“12.7mm/0.50 rifle having weight less than 15 kilogram should have a range of at least 1.8 kilometers,” reads the document issued by the Indian Army. The Army said ammunitions like armor piercing incendiary and tracer (API/API-T), saboted light armor penetrator/tracer (SLAP), armor piercing explosive incendiary and high explosive armor piercing incendiary must be available for the rifles. Interested manufacturers will have to reply to Indian Army by May 15 this year. Currently, Indian Army is using South African anti-material rifles.
“In order to destroy bunker or if enemy is trying to use reinforced vehicles, then anti-material rifles are very useful to destroy those kinds of targets. These rifles can also be used against some terrorists firing from behind a wall or something like that. It is a typical infantry weapon which requires ability to penetrate not too thick material. Currently, these rifles are not in adequate quantity with infantry because we aren’t manufacturing it so far. This RFI must be in the direction of developing indigenous capability where Indian company will take technical assistance from foreign company and make it here in India,” said Brigadier (retired) Rumel Dahiya, a defense analyst.
India had scrapped a deal with South African firm Denel in 2005 after allegations that it had paid kickbacks to secure a deal with the Indian Army in 2002 to sell 1,000 14.5mm & 20mm barrels NTW-20 anti-materiel rifles.
India’s Defense Research and Development Organization had developed a multi-caliber anti-material rifle in 2007 with 1800 meter range. But the Indian Army had refused to induct this rifle due to its weight, which is close to 25 kilogram.

§ Activity: Transcribe verbatim the passage of the article on the Indian Army's anti-material rifles that begins at the words "India had scrapped" and ends after the words "NTW-20 anti-materiel rifles.".

§ Data extracted from a collection:
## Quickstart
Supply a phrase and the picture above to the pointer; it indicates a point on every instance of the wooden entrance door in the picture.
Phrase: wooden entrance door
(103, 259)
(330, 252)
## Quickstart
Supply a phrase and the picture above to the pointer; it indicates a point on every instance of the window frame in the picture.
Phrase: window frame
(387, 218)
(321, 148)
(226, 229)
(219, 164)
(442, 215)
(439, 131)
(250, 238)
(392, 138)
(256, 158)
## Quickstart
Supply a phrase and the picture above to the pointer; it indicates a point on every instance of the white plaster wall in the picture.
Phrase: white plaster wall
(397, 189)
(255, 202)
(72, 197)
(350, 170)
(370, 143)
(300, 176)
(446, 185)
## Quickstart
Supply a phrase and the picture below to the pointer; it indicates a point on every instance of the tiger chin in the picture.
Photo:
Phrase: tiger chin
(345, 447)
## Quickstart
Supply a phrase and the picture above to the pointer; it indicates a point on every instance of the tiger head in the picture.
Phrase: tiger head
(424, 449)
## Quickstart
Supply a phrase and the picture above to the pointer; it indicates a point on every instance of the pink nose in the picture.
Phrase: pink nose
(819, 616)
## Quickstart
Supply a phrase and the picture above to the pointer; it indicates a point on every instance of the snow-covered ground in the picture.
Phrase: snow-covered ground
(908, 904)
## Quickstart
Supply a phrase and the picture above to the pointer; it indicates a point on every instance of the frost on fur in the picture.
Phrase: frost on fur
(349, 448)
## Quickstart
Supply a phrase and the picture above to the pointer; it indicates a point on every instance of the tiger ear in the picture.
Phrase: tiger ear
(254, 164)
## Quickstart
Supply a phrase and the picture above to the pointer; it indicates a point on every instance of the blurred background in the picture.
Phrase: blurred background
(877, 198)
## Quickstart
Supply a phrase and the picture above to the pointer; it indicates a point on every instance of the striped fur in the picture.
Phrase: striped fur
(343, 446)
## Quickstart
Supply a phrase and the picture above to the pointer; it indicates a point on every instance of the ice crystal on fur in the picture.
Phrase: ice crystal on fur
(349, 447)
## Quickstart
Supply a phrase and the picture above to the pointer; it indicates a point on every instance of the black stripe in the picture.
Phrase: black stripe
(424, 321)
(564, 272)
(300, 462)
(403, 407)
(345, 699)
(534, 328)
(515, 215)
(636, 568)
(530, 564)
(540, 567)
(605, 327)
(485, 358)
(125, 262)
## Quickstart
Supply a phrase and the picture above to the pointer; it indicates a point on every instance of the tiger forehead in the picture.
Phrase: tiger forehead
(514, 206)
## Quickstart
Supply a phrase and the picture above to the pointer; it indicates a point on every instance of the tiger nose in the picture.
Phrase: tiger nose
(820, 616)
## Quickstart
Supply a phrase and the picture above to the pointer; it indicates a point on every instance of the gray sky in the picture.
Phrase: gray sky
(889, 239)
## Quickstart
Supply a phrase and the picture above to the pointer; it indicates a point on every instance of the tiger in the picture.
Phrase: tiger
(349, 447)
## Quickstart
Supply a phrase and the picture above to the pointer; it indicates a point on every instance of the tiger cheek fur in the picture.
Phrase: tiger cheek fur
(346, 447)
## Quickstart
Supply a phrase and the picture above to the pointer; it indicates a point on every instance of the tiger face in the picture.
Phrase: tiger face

§ Answer below:
India had scrapped a deal with South African firm Denel in 2005 after allegations that it had paid kickbacks to secure a deal with the Indian Army in 2002 to sell 1,000 14.5mm & 20mm barrels NTW-20 anti-materiel rifles.